## EXERCISE BRIEF
Please locate each line of the material below that contains the string "double", and copy those lines out. Matching is case-sensitive.

[Records from a point labeling set]
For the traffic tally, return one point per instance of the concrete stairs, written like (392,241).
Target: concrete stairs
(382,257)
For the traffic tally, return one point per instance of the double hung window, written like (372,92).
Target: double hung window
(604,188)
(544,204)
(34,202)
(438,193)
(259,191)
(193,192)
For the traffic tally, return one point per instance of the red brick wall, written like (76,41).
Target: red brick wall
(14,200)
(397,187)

* * *

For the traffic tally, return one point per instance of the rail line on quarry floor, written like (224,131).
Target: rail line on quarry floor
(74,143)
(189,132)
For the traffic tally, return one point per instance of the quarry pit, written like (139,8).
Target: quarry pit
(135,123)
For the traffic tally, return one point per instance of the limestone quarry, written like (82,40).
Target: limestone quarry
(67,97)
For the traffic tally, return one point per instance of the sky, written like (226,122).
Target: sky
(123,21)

...

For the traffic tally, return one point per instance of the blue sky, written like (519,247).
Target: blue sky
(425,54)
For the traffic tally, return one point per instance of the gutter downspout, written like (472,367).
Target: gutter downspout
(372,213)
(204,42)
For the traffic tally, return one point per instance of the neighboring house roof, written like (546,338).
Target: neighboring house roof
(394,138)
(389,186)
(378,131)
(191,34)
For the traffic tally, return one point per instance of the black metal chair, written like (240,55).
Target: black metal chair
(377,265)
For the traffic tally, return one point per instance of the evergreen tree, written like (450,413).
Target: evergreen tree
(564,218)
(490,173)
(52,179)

## EXERCISE ANSWER
For the traffic tally, return one point per instance of the double hung window, written like (372,92).
Target: double hung window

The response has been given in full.